> [Görev Talimatı]:
Yeşilköy tarihine ilişkin metinden "Bugün, adalardan sonra" ile başlayıp "çok da ahalisi!" ile biten bölümü değiştirmeden alıntılayın.

> [Kaynak Metin]:

Daracık sokaklarda yaşamlar akmış;  din, dil, mezhep değil; ‘insan’ önde olmuş!

YEŞİLKÖY’ de…

İlkler, sonlar, varoluşlar, yıkılışlar; hepsi burada!

Hikayemiz;  İsa’nın ölümü ile başlar; Kudüs’de! St Stefan (Stephanos, Stefanos, Stefano)  O’nun yoldaşı, sırdaşı. İsa’nın ölümünden bir yıl sonra taşlanarak öldürülen ilk dini şehit Hristiyanlıkta. Yüz yıllar sonra Roma’nın isteği ile Aziz’in kemikleri bu topraklara taşınır, buradan da Roma’ya doğru yola çıkar. Gemi bugünkü Yeşilköy önlerine geldiğinde, şiddetli bir fırtınaya yakalanır ve buraya sığınır. Denizciler fırtınanın dinmesini beklerken,  Aziz’in kemiklerini karaya çıkarır garantiye alırlar. Fırtına sonrası tekrar yola çıkacakken; bir varsayım bazı kemiklerin buraya gömüldüğü ve üzerine basit bir mabet yapıldığı, diğere varsayıma göre tüm kemiklerle burada bir mezar oluşturulduğu ve üzerine  kilise yapıldığı. Tabi ki hiçbir iz yok bunlardan ama, kalan bir isim var ‘Ayios Stefanos’ söylene söylene;  ‘Ayastefanos’. Aziz’in ismi; Yeşilköy’ün eski adı. İşte şimdi başlıyor asıl hikaye! İsmin dışında başka bir iz’de; her yıl 26 Aralık’da gerçekleşen  ‘Thisias’ kurban kesme ayini! Köylerine misafir olan denizcilere, yöre halkı koyunlar, kuzular keserek bakmış, beslemiş, bu günümüzde de yaşatılıyor! Oysa Hristiyanlıkta böyle bir gelenek yok! Şu kilise durumuna bir açıklık getirelim. Zaman içinde açılan 3 kilise var burada, hepsi de Aziz’e adanmış. Surp Stefan (Ermeni), Ayios Stefanos (Rum) ve St. Stefana (Latin Katolik) Hepsi birbirine çok yakın ve ilk yapıldığına inanılanın civarında!

Bugün, adalardan sonra geleneksel mimarimin yaşatıldığı en önemli yerlerden bir bence İstanbul’da.  ‘Art neuveau’ tarzında, ahşap kaplı konaklar görülmeye, yaşamaya değer. Yıllarca İtalyan, Rum, Ermeni, Süryani, Musevi, Levanten vatandaşlar yaşamışlar Türklerle dostça;  ve iz bırakmışlar! Roma döneminde yazlık saraylarda keyif süren ahali, zaman içinde bıldırcını ile ünlü bu bölge ormanlarında ava çıkan elit kesim. Çok hikayesi var Yeşilköy’ün böyle; çok da ahalisi!

> [Alıntılanan Veriler]:
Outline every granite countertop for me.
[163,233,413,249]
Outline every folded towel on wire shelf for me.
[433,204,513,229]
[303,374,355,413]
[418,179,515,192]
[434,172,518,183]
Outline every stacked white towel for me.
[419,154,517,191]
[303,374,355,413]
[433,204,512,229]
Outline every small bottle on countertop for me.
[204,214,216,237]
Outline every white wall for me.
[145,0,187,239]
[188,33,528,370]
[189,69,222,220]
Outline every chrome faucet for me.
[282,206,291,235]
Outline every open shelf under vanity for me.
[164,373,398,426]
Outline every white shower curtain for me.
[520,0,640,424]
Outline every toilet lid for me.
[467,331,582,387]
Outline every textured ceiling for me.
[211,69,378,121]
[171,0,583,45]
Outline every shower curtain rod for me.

> [Yanıt]:
Bugün, adalardan sonra geleneksel mimarimin yaşatıldığı en önemli yerlerden bir bence İstanbul’da.  ‘Art neuveau’ tarzında, ahşap kaplı konaklar görülmeye, yaşamaya değer. Yıllarca İtalyan, Rum, Ermeni, Süryani, Musevi, Levanten vatandaşlar yaşamışlar Türklerle dostça;  ve iz bırakmışlar! Roma döneminde yazlık saraylarda keyif süren ahali, zaman içinde bıldırcını ile ünlü bu bölge ormanlarında ava çıkan elit kesim. Çok hikayesi var Yeşilköy’ün böyle; çok da ahalisi!